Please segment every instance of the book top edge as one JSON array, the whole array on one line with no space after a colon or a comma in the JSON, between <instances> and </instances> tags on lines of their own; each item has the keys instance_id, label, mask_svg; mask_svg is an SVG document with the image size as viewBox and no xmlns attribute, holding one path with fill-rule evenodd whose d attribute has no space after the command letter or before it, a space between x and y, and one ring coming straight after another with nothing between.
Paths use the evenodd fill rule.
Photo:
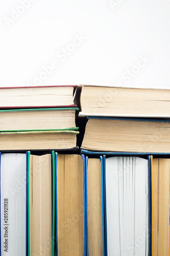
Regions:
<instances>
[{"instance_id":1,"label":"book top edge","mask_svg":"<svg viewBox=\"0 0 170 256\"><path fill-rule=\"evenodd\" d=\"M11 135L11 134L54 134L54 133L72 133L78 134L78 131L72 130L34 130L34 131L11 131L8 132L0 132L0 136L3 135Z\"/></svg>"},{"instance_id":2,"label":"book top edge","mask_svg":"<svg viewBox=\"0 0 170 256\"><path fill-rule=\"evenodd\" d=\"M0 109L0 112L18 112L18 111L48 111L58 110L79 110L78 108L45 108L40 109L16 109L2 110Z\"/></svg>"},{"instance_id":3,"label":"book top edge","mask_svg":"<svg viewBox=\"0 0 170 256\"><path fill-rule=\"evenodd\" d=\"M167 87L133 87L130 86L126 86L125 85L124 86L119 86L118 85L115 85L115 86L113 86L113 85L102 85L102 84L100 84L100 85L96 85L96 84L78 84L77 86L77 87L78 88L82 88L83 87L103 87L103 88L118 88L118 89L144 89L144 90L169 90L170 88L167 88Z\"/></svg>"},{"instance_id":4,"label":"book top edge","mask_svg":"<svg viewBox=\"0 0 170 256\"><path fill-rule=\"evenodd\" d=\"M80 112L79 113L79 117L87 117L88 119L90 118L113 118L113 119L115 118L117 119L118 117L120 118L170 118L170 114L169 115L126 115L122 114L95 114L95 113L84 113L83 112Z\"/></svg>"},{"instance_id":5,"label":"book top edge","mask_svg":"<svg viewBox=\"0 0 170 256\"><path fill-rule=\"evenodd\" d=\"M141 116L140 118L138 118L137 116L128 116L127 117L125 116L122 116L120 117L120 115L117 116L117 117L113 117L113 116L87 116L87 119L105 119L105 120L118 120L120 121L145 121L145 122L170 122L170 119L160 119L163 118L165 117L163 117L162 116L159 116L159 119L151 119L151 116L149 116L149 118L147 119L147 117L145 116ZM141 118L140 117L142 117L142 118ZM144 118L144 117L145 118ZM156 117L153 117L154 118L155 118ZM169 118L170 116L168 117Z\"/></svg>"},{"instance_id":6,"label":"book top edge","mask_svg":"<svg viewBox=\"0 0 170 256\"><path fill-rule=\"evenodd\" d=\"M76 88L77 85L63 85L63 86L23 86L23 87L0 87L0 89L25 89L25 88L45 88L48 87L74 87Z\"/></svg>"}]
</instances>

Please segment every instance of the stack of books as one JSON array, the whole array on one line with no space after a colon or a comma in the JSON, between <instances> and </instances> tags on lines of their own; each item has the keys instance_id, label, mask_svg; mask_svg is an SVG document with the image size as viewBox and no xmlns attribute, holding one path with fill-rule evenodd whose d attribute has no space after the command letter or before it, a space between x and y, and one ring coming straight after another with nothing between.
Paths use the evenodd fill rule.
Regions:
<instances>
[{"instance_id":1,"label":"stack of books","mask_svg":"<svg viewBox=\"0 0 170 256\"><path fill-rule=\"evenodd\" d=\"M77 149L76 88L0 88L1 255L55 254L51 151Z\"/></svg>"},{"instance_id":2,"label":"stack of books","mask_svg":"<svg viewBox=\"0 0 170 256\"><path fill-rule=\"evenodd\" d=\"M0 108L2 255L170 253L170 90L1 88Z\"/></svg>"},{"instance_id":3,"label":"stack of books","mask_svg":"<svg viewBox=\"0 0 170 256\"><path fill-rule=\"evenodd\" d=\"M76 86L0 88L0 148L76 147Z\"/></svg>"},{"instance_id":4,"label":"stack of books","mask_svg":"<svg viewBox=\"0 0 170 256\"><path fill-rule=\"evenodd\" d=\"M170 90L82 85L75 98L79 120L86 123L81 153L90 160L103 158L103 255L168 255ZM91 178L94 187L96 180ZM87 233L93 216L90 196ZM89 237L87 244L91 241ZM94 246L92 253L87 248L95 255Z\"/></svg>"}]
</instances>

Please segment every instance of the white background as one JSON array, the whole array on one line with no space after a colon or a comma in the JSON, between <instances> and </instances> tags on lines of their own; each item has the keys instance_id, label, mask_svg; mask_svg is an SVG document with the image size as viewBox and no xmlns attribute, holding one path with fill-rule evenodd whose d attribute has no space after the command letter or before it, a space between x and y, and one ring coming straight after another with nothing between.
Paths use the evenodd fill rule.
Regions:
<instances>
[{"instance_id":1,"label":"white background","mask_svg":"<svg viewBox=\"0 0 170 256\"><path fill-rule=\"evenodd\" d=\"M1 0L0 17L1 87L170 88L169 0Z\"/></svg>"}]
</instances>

══════

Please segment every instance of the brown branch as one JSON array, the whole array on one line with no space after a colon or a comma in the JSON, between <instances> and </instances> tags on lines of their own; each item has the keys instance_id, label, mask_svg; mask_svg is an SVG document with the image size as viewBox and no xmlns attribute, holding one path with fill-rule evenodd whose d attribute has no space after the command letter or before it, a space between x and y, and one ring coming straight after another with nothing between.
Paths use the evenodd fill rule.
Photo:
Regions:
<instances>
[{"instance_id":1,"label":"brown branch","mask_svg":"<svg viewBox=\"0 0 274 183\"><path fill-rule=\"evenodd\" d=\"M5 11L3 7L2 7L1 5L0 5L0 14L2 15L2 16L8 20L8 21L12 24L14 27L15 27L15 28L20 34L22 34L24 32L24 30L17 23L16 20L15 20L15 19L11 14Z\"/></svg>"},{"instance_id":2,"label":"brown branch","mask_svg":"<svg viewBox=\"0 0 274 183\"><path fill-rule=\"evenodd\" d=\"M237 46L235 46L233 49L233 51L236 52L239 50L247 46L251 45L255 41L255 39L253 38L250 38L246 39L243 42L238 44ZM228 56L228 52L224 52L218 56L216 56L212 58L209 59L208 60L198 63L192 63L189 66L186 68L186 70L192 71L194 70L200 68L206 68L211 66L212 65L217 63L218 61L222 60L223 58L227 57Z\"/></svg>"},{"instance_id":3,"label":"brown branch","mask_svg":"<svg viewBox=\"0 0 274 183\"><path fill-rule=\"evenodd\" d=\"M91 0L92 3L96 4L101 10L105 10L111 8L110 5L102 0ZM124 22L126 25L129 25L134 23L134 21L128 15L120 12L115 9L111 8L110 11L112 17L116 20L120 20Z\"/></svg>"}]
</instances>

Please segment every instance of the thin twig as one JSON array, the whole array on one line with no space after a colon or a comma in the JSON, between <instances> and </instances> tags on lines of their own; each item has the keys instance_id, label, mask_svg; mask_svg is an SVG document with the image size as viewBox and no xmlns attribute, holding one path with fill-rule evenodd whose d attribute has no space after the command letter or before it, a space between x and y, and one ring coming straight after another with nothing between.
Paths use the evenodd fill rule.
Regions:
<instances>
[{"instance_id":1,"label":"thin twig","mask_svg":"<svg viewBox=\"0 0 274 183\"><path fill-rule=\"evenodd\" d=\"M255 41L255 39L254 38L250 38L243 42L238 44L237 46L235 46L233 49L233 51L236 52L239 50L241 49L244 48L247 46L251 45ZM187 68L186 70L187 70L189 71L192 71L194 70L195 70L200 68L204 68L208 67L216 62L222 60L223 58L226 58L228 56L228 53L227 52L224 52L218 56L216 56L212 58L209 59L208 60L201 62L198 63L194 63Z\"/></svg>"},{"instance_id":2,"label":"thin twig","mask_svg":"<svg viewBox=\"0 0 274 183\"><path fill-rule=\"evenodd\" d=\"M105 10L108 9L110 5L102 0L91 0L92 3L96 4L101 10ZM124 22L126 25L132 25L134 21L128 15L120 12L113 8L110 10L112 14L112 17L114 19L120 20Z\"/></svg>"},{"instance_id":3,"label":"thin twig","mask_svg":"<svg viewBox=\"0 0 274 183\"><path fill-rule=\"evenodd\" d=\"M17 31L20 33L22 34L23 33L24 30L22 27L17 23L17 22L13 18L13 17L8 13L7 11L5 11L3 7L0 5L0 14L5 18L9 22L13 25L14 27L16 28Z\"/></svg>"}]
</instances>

══════

**TASK OBJECTIVE**
Report every line of the rows above that contains the string "stack", copying each such line in full.

**TASK RESPONSE**
Please segment every instance of the stack of books as one JSON array, the whole array on one line with no space after a colon or a comma in the JSON, between <instances> and </instances> tags on lines of their own; each item has the keys instance_id, label, mask_svg; mask_svg is an SVG document with the image size as viewBox and no xmlns attribute, holding one path with fill-rule evenodd whose d attribute has no space after the command letter or before it, a space between x and y, and one ring coming straight after another with nothing between.
[{"instance_id":1,"label":"stack of books","mask_svg":"<svg viewBox=\"0 0 170 256\"><path fill-rule=\"evenodd\" d=\"M77 149L76 88L0 88L1 255L55 254L51 151Z\"/></svg>"},{"instance_id":2,"label":"stack of books","mask_svg":"<svg viewBox=\"0 0 170 256\"><path fill-rule=\"evenodd\" d=\"M0 108L2 255L170 253L170 90L1 88Z\"/></svg>"},{"instance_id":3,"label":"stack of books","mask_svg":"<svg viewBox=\"0 0 170 256\"><path fill-rule=\"evenodd\" d=\"M76 86L0 88L0 148L76 147Z\"/></svg>"},{"instance_id":4,"label":"stack of books","mask_svg":"<svg viewBox=\"0 0 170 256\"><path fill-rule=\"evenodd\" d=\"M170 90L82 85L75 98L79 120L86 123L81 153L90 160L103 158L103 255L168 255ZM91 178L94 187L96 180ZM87 233L93 216L90 196ZM89 237L87 244L91 241ZM94 246L92 253L87 248L95 255Z\"/></svg>"}]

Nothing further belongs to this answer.